Image point annotation entries
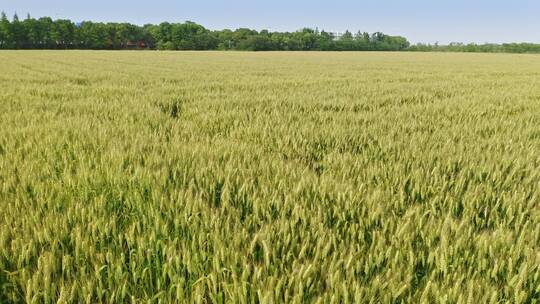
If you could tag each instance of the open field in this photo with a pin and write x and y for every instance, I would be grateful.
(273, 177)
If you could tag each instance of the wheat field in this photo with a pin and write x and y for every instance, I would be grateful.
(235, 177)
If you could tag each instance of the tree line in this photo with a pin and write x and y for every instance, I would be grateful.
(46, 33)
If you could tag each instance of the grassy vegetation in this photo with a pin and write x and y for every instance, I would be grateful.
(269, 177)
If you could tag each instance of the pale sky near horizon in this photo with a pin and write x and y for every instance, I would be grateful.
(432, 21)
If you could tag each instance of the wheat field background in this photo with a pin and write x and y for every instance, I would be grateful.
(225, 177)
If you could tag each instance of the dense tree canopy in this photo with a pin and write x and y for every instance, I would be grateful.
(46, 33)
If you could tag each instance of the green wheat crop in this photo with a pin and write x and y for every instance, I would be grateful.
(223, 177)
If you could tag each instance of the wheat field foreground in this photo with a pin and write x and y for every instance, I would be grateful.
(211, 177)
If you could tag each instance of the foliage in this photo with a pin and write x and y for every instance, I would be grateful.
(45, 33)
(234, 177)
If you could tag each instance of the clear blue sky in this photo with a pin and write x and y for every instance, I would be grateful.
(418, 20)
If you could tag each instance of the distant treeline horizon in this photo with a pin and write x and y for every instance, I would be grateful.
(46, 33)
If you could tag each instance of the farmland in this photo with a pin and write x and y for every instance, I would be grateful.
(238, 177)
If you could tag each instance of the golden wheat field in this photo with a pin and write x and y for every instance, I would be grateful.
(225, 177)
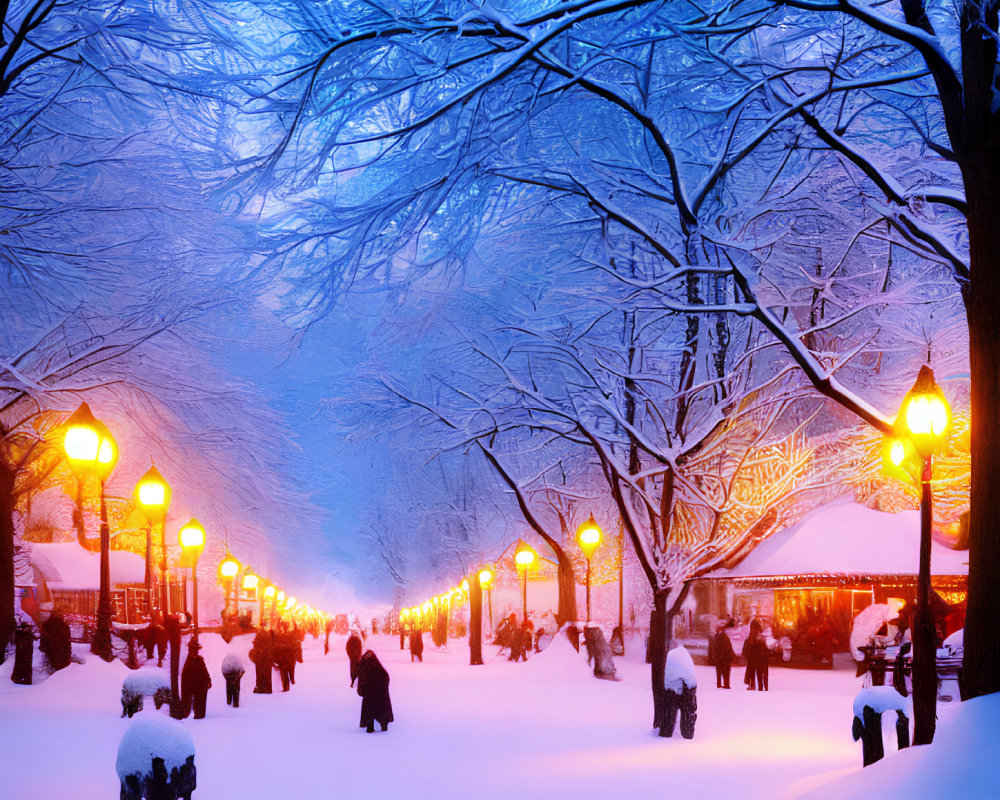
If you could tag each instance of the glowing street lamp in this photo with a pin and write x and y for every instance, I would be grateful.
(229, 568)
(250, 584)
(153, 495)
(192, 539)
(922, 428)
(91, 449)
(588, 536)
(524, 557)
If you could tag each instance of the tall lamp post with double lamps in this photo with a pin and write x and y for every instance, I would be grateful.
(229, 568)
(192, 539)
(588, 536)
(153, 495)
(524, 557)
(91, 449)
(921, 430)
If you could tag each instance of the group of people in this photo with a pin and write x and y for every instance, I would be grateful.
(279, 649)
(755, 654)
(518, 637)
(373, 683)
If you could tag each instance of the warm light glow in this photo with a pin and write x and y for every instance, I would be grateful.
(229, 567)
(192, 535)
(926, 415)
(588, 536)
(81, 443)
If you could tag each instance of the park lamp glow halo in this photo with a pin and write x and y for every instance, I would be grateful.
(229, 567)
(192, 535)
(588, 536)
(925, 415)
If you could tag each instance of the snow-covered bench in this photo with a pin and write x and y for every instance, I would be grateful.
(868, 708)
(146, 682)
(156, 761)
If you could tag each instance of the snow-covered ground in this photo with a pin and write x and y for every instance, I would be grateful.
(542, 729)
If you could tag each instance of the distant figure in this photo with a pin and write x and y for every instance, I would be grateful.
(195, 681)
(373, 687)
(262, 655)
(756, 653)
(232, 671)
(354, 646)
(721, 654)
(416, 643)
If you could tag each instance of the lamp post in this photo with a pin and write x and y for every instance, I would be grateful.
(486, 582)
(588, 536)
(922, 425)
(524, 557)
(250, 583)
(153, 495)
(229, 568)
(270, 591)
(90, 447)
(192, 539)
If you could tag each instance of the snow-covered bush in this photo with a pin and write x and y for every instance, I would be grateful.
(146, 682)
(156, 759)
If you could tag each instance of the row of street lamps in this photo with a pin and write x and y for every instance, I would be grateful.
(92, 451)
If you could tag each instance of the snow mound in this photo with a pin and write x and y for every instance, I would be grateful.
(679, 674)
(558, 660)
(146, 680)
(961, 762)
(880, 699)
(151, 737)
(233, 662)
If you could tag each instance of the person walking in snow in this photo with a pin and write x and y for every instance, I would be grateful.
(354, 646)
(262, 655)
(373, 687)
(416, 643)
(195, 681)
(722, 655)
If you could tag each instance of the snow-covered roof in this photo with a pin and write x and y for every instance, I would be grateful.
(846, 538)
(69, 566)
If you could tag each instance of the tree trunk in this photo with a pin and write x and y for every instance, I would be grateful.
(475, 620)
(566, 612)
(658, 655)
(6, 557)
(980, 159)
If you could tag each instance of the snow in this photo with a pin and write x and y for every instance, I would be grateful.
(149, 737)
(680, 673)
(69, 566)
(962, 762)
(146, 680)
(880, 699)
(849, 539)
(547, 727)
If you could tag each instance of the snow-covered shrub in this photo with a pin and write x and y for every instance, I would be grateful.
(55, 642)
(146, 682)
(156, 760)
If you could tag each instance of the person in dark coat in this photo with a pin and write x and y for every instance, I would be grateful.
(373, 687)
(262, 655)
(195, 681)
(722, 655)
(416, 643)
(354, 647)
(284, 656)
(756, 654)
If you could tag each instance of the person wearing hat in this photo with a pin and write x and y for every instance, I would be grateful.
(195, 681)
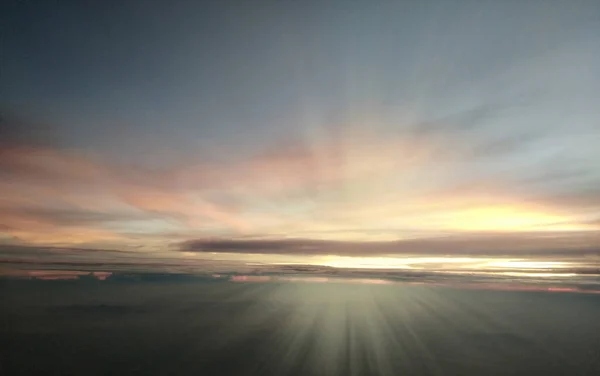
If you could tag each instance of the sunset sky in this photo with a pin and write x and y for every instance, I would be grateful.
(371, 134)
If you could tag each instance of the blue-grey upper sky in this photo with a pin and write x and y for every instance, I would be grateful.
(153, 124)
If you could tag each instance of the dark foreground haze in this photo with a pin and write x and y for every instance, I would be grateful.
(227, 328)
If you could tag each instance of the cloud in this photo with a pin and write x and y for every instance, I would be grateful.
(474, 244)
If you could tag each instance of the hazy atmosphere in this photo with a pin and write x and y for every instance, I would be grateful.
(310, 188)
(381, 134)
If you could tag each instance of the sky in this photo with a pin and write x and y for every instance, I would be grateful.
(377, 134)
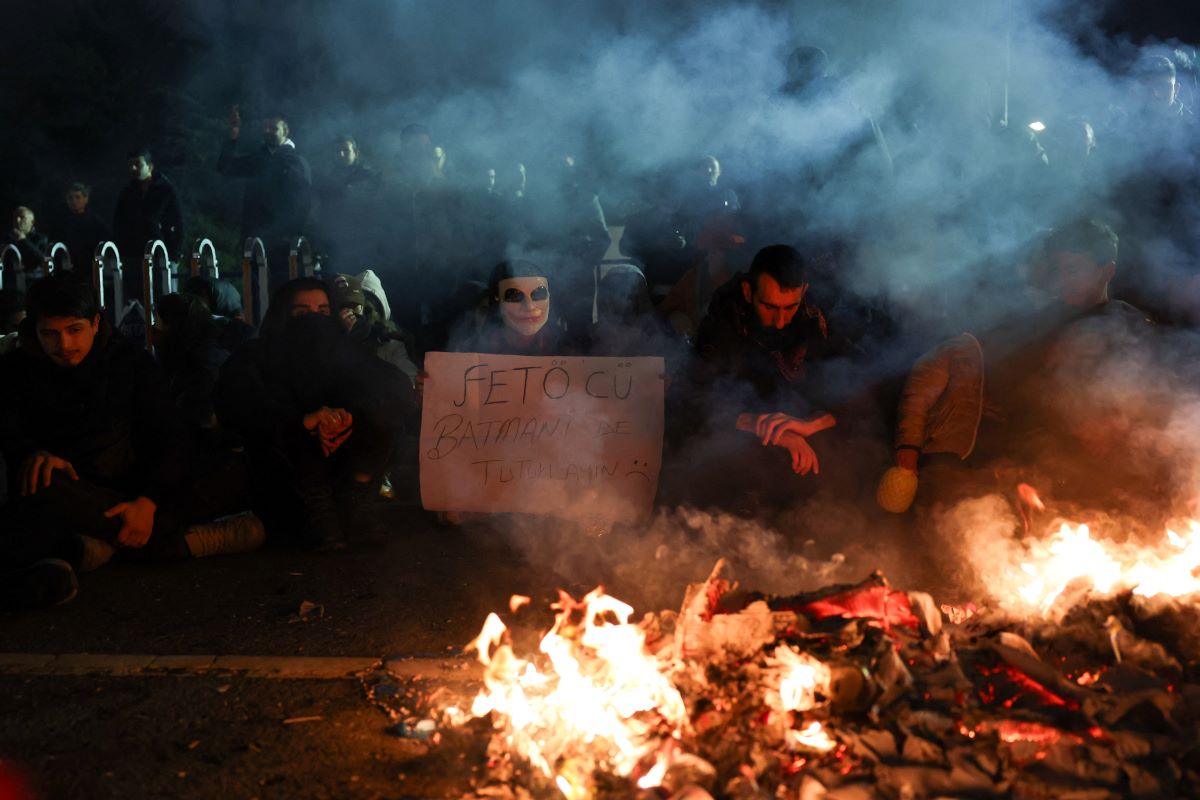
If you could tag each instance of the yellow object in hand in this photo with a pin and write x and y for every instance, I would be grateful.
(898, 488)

#### [Objective]
Reproduce each line exactly, please, except for any pictures.

#### [Correct output]
If you could tag each instance of the open field in this photo with a pin and write x and y for every instance, I would be grateful.
(273, 177)
If you could tag each instance of the wheat field in this photo with a pin and write x and y for every instance, I would be grateful.
(235, 177)
If you could tag each instance of the tree line in this photo with a pin and write x and y for every instance, I would be grateful.
(46, 33)
If you could tag each instance of the grassy vegetation in this photo with a pin and write x and y for every instance, I would be grateful.
(269, 177)
If you could tag each instance of the pale sky near horizon in this photo with a pin and write x and y for every instance, I would be grateful.
(432, 21)
If you could tag each instance of the wheat field background in this photo with a pin and write x and y for every instance, I would be grateful.
(225, 177)
If you could tag each instance of the dense tree canopy in this photo with a pin and write x and y for every instance, I would be grateful.
(46, 33)
If you could tag each instance of the green wheat crop in this photo with a pin and write x and y for every instance, I would be grateful.
(223, 177)
If you could tag each instance of the wheat field foreground in this photo with a pin and write x and y for every instance, I would be grateful.
(211, 177)
If you could tag each instance of the foliage in this photo with a pin and write x and y for every instance, I would be grateful.
(45, 33)
(234, 177)
If you could tag each instance of the clear blue sky in this photo with a pin and write x and y for every instance, I would be grateful.
(418, 20)
If you could tag each instance of the distant treeline horizon in this photo with a pin and write x and y for every instance, I would be grateful.
(46, 33)
If you could tag each instance of the farmland in this photo with a pin and write x and y for every instance, I would be grateful.
(238, 177)
If you could tag each instance of the golden wheat field in this photo with a pin and write x and y for every instance, I would be grateful.
(225, 177)
If you could tag each instance of the glowing street lamp in this photo with a pin and write x and y for every instance, I would be grateful.
(229, 568)
(250, 584)
(153, 495)
(192, 539)
(922, 428)
(91, 449)
(588, 536)
(524, 557)
If you could tag each instance of the tall lamp post with double lamps in this photo with a pin and write x and y for every instance, I would be grateful.
(229, 568)
(192, 539)
(588, 536)
(153, 495)
(524, 557)
(91, 449)
(921, 430)
If you could tag each instance of the group of people in this photo with a pin and write x and y for every instance, I would be grateful.
(279, 649)
(755, 654)
(518, 637)
(373, 683)
If you could tag each instance of the warm light glow in this photo with a pin and write x and y for every instance, I would be grateful.
(229, 567)
(192, 535)
(926, 415)
(588, 536)
(81, 443)
If you could tag each instance of the park lamp glow halo in this photo with a pin and write x and y for every instance, I would be grateful.
(229, 567)
(192, 535)
(588, 536)
(925, 415)
If you could tag each instance of the snow-covered bench in this photo with a pin and write x and y for every instance, I would be grateful.
(868, 708)
(146, 682)
(156, 761)
If you could tag each instance of the snow-covered ground in this photo with a pin and write x and y for every instance, I would be grateful.
(542, 729)
If you could tag each instance of the distant figure in this photo with a pin and write x and y for every instance, I would be grateful.
(195, 681)
(373, 687)
(262, 655)
(756, 653)
(232, 671)
(354, 646)
(721, 654)
(416, 643)
If you could tag each instance of the lamp post in this photo with a pin and write x and y for every instance, I would be grateful.
(486, 582)
(588, 536)
(922, 425)
(524, 557)
(250, 583)
(153, 495)
(229, 568)
(270, 591)
(90, 447)
(192, 539)
If you could tag each instance of the snow-covered bush in this photo with a pin and write x and y for every instance, I would be grateful.
(146, 682)
(156, 759)
If you could tag each instance of the row of street lamps in this photo with a pin and write x and y for every instance, I would be grateful.
(92, 451)
If you could tag each instance of the snow mound in this photo with a pin and write x and y for every instance, I would be grateful.
(679, 674)
(558, 660)
(146, 680)
(961, 762)
(880, 699)
(151, 737)
(233, 662)
If you could tag each instance of the person walking in snow in this photo with a pin and write x and y for every instance, I would be grateful.
(354, 646)
(262, 655)
(373, 687)
(416, 643)
(195, 681)
(722, 655)
If you could tag each instance of the snow-covered roof in this photo with a pin and write x and y for every instance, I would be grateful.
(846, 538)
(69, 566)
If you could tag each instance of the tree trunk in this photo with a pin and write x and y for every instance, I would be grateful.
(475, 620)
(566, 612)
(658, 655)
(6, 557)
(980, 159)
If you could tag each instance of the snow in this photo with a pin and write x and y for every instance, I would be grateful.
(149, 737)
(680, 673)
(69, 566)
(962, 762)
(146, 680)
(880, 699)
(849, 539)
(547, 727)
If you could tag each instance of the snow-covered shrub in this photo with a pin and write x and y for every instance, I would be grateful.
(55, 642)
(146, 682)
(156, 760)
If you could tag each instance of the person in dark coat in this photo with a pin and write x and y for every instance, I would be grateful.
(373, 687)
(262, 655)
(195, 681)
(722, 655)
(416, 643)
(354, 647)
(284, 656)
(756, 654)
If you could tag each instance of the person wearing hat in this photo with a pin and write x and y for every instance, I would be grateful.
(195, 681)
If you could tag each instance of the sunset sky in this photo with a pin and write x and y for every instance, I would be grateful.
(371, 134)
If you could tag each instance of the blue-grey upper sky in this photo with a pin and write x and y for every instance, I would be grateful.
(153, 124)
If you could tag each instance of the dark foreground haze in this photo with a pin and write x and y for every instance, I would be grateful.
(227, 328)
If you could tag each instance of the cloud in this photo with a pin and write x and y for every instance, I would be grateful.
(474, 244)
If you could tag each instance of the hazy atmosphere in this photo with a pin and write x and y for every instance, I would be grateful.
(310, 188)
(381, 134)
If you could tag each instance of the sky in this photo with a pin and write x and y for every instance, I would be grateful.
(377, 134)
If you could tag each instance of the yellow object in hand in this photo with a pin and write x and y for every instance, I would be grateful.
(898, 488)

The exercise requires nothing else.